**Exercise description**. Please copy the data from the line containing "task | point to each instance of the bird perched" through the line containing "[(107, 83), (75, 182), (244, 89), (146, 61)]", both lines included, leaving the pictures out of your answer.

----- Listed entries -----

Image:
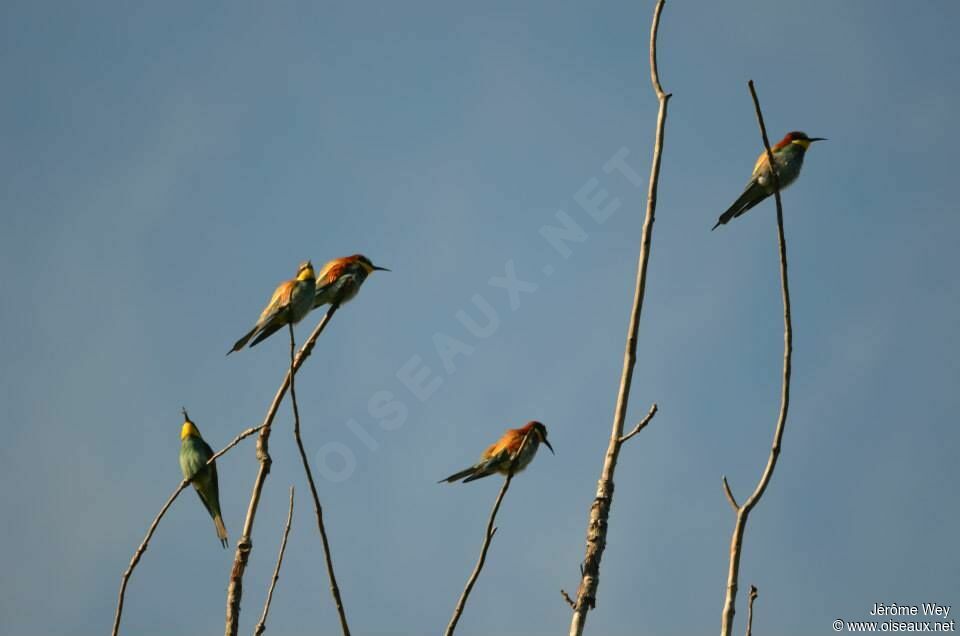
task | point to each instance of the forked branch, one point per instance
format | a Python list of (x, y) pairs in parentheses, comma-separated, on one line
[(600, 509), (245, 543), (262, 624), (156, 521), (487, 538), (743, 511), (328, 560)]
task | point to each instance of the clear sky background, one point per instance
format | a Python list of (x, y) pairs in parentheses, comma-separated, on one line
[(163, 167)]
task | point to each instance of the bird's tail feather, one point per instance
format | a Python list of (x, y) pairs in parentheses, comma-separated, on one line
[(478, 475), (457, 476), (242, 342), (753, 195), (267, 332)]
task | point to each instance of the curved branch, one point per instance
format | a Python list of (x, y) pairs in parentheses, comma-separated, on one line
[(262, 625), (334, 588), (245, 544), (488, 536), (156, 521), (600, 509), (743, 512)]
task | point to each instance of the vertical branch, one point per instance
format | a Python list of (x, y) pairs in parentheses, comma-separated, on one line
[(334, 588), (600, 509), (487, 538), (262, 625), (245, 543), (153, 527), (750, 599), (743, 511)]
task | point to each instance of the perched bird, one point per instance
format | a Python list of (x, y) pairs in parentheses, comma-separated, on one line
[(788, 155), (499, 456), (341, 278), (291, 301), (194, 455)]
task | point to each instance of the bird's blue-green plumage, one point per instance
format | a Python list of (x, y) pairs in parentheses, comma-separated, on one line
[(194, 455)]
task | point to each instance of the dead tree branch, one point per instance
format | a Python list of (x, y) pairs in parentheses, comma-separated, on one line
[(487, 538), (245, 543), (750, 599), (600, 509), (334, 588), (156, 521), (262, 625), (743, 512)]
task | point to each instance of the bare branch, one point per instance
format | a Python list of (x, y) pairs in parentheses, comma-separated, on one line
[(750, 599), (743, 512), (488, 536), (245, 543), (334, 588), (600, 509), (729, 494), (156, 521), (641, 424), (262, 625)]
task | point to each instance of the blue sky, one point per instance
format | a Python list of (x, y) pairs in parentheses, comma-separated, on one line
[(164, 166)]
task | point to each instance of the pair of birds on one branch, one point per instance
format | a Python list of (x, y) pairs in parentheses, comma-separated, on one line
[(340, 280)]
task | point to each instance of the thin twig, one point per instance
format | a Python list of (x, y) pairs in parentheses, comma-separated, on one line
[(334, 588), (156, 521), (488, 536), (729, 494), (245, 543), (750, 599), (600, 509), (641, 424), (743, 512), (262, 625)]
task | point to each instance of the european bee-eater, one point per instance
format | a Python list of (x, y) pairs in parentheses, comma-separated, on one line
[(788, 155), (194, 455), (498, 457), (341, 278), (291, 301)]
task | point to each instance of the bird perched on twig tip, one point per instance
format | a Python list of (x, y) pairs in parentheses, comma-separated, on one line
[(513, 451), (788, 155), (194, 455)]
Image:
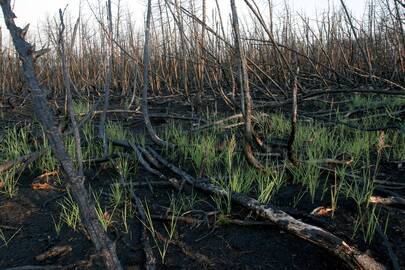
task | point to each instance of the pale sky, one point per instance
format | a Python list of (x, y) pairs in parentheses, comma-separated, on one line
[(36, 11)]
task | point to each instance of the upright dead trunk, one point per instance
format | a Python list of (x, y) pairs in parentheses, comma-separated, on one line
[(107, 83), (75, 182), (244, 89), (146, 61)]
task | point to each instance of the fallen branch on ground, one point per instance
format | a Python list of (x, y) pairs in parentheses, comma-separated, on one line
[(324, 239)]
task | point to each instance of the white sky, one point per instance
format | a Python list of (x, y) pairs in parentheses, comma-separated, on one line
[(36, 11)]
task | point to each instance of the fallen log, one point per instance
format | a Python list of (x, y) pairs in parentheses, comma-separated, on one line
[(353, 257)]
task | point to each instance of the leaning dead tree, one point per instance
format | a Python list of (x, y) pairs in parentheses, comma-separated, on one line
[(144, 103), (105, 248), (107, 83), (246, 99), (69, 98)]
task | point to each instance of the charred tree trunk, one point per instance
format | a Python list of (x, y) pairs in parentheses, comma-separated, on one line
[(75, 182), (146, 61), (244, 89), (66, 82), (107, 83)]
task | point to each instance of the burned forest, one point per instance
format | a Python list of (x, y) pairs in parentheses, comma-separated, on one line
[(237, 134)]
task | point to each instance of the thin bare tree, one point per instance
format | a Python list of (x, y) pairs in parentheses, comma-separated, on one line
[(146, 62), (69, 98), (108, 78)]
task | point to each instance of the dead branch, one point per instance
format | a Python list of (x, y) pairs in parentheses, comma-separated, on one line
[(104, 247), (324, 239)]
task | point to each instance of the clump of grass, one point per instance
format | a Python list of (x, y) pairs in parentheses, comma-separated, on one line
[(116, 131), (269, 184), (163, 246), (104, 217), (203, 153), (117, 195), (81, 107), (9, 181), (307, 174), (15, 143), (123, 167)]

-----

**The completed task**.
task | point to each instance of the bird perched on twig tip, one point per instance
format | a Python list of (x, y) pairs in parentheses, comma-separated, on one line
[(513, 451), (788, 155), (194, 455)]
Image:
task | point to each instance of the pale sky, one point per instance
format | a Python list of (x, y) pairs in parentheses, comma-separated, on one line
[(36, 11)]
task | point to each instance of the upright dead trunk, one point per instance
format | a Python list of (x, y) pairs in parentheses, comma-separated, on one line
[(107, 83), (75, 182), (244, 89), (146, 61)]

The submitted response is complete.